EXERCISE 1: From the passage on socio-economic rights, extract the part that opens with the words containing "If the Westminster" and closes with "protection for individuals.".
EXERCISE 2: In the passage on socio-economic rights, which body recommended in 2008 that a future Bill of Rights for Northern Ireland include legally enforceable socio-economic rights?
EXERCISE 3: Write what comes next in the passage on socio-economic rights, picking up after its final sentence.

DOCUMENT:
....
The manner in which public law is detached from social justice has prompted increas­ing academic criticism in recent years.[1474] It has also prompted a search for alternative modes of legal regulation, which might enable courts to play an enhanced role in reviewing resource allocation decisions without departing from their appropriate role and function.

In particular, there has been a recent upsurge of interest in the question of whether socio-economic rights should be made legally enforceable.

Socio-economic rights protect the ‘preconditions of an autonomous life’ in a similar manner to their civil and political counterparts.[1475] Many scholars have begun to argue that these rights can be made legally enforceable in a manner that respects the necessary limitations of the judicial role.[1476] Furthermore, these rights are increasingly protected through law across the democratic world, with adminis­trative and constitutional courts in France, Germany, Finland and other European countries exercising substantial review powers in the area of resource allocation in addition to the well-known examples of South Africa, Brazil, Colombia and India.[1477] As Kim Lane Scheppele has argued, the idea of enforceable socio-economic rights now seems to be ‘too powerful to ignore’.[1478]

If the Westminster Parliament did choose to make socio-economic rights legally enforceable by the courts, this could be achieved through the introduction of a new Bill of Rights, through amendment of the existing provisions of the HRA 1998, or by an alternative statutory route. [1479] If socio-economic rights were to be made enforceable through law in this way, it would represent a ‘big bang’ solution to the problem of the current status quo. An enforceable set of socio-economic rights would provide a new layer of legal protection for individuals.

It could also provide a clear statement of the normative values that should guide public author­ity resource allocation decisions,[1480] and perhaps even help to encourage the growth of a new constitutional culture of justification, deliberation and participation as suggested by Sandra Fredman and others.[1481] Depending upon its contents, it could also radically transform the role of legal accountability mechanisms in the UK: for the first time, they would be expected to play a role in ensuring public authorities give effect to the particular vision of social justice that would be set out in the new charter of socio-economic rights.

However, at the time of writing, it is unlikely that any of these aspirations will become a reality in the short to medium term. In 2008, the Northern Irish Human Rights Commission recommended the inclusion of legally enforceable socio-economic rights in a future Bill of Rights for Northern Ireland. In the same year, the Joint Committee on Human Rights recommended in its report on a Bill of Rights that the courts could be given a role in reviewing the reasonableness of political decisions that impacted on the enjoyment of socio-economic rights.[1482] However, neither proposal gained much parliamentary traction, and at present there is little, if any, political appetite for making socio-economic rights enforce­able through the courts. The role of the courts in protecting Convention rights under the HRA 1998 remains controversial, and a further extension of judicial power is not likely to attract much support in the current political climate. As a result, it appears that no comprehensive ‘big bang' solution to the current unsat­isfactory state of the law will be forthcoming from the legislature any time soon.

Reform of the status quo might come about in other ways. In particular, there are elements of the case law relating to the HRA 1998 and administrative law that could play a role in plugging some of the accountability gaps that currently exist when it comes to the substance of resource allocation decisions.
....
EXTRACTED RECORDS:

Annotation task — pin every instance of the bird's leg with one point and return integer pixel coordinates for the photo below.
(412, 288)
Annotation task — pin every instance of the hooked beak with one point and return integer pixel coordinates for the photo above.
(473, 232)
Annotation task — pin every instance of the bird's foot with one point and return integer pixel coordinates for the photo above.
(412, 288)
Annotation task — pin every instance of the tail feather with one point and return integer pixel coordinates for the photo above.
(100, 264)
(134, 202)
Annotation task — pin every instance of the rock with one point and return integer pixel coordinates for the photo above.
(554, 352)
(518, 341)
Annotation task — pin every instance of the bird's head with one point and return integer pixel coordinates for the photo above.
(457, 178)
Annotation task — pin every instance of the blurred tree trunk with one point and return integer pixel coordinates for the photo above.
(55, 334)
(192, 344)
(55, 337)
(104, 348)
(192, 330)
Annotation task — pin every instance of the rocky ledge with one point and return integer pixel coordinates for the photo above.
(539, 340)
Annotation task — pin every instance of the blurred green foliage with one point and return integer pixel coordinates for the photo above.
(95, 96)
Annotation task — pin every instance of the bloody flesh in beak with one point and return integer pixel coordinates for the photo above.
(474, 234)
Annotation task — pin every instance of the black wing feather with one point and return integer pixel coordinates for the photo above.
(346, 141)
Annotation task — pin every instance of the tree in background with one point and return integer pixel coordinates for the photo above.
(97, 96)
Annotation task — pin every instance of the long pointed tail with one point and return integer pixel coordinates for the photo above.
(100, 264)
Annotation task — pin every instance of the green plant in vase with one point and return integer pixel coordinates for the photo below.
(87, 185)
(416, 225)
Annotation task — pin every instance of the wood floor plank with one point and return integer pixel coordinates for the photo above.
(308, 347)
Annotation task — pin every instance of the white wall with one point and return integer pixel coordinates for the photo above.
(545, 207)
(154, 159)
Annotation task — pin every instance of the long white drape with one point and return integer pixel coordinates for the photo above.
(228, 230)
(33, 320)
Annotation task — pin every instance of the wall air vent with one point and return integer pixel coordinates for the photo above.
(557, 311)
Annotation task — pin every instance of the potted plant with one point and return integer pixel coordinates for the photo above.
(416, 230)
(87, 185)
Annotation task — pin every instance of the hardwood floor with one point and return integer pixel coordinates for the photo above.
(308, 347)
....
RIGHT ANSWER 1:
If the Westminster Parliament did choose to make socio-economic rights legally enforceable by the courts, this could be achieved through the introduction of a new Bill of Rights, through amendment of the existing provisions of the HRA 1998, or by an alternative statutory route. [1479] If socio-economic rights were to be made enforceable through law in this way, it would represent a ‘big bang’ solution to the problem of the current status quo. An enforceable set of socio-economic rights would provide a new layer of legal protection for individuals.

RIGHT ANSWER 2: The Northern Irish Human Rights Commission.

RIGHT ANSWER 3:
For example, the Court of Appeal's suggestion in Rogers that state action which endangered the right to life would be subject to ‘rigorous scrutiny' could be confirmed and extended to cover other vital human interests.[1483] Similarly, Convention rights are designed to protect fundamental human interests, and both Strasbourg and domestic jurispru­dence has made it clear that a failure by the state to provide basic needs may fall foul of its provisions. As demonstrated by the Bernard, Adam and MK decisions referred to above, there is potential for the existing arts 3 and 8 case law on this point to be expanded, especially in situations where state responsibility for the plight of the individual is clearly engaged and the ‘treatment' in question can be reasonably described as ‘degrading'.[1484]

However, if such case law is going to evolve, a clear steer will have to be provided by the higher courts. In McDonald, the majority of the Supreme Court gave little encouragement to the notion that existing administrative law or the HRA 1998 contained the seeds for a more expansive approach than that applied by the major­ity. The court closely scrutinized how the respondent local authority had adhered to the relevant statutory guidelines, but was reluctant to review the substance of the decision in any detail. Taken together with the subsequent decision in KW, it is clear that the Supreme Court is choosing to subject public authority resource allocation to intensive scrutiny on the procedural side of the fence, but not on the substantive side.

It remains to be seen how the legal situation will develop over the next few years. The judgment in KM has established that the manner in which local authorities arrived at community care funding decisions which have a grave effect on individ­uals will be subject to ‘intensive scrutiny': over time, this approach may carry over to the substance of such decisions. The ongoing debate about the enforceability of socio-economic rights may also influence developments, as may the provisions of the EU Charter of Fundamental Rights, which confers a degree of legal protection upon certain fundamental social rights.[1485]

However, for now, the senior judiciary appears to be reluctant to leave the safe ground of procedural analysis and to apply heightened scrutiny to the substance of resource allocation decisions.

This may reflect concerns about the democratic legitimacy of any judicial move to occupy new terrain in the socio-economic field. It may also reflect an embedded reluctance to delve too deeply into the complex realm of resource allocation, and a fear that courts might become bogged down in adjudicating multiple claims relating to housing, community care, and social welfare.

As a result, the status quo may persist for some time. Lack of political appetite for change, concerns about judicial over-reach and the fear of unanticipated con­sequences are likely to combine together to prevent any substantial adjustment of the existing legal position. However, this will leave a flawed and unsatisfactory legal situation in place. The reach of legal accountability is artificially truncated when it comes to the substance of resource allocation decisions that concern basic human needs: this prevents courts playing a modest but useful role in ensuring that public authorities treat vulnerable individuals in accordance with the ‘stand­ards of civilised society'.[1486]

H.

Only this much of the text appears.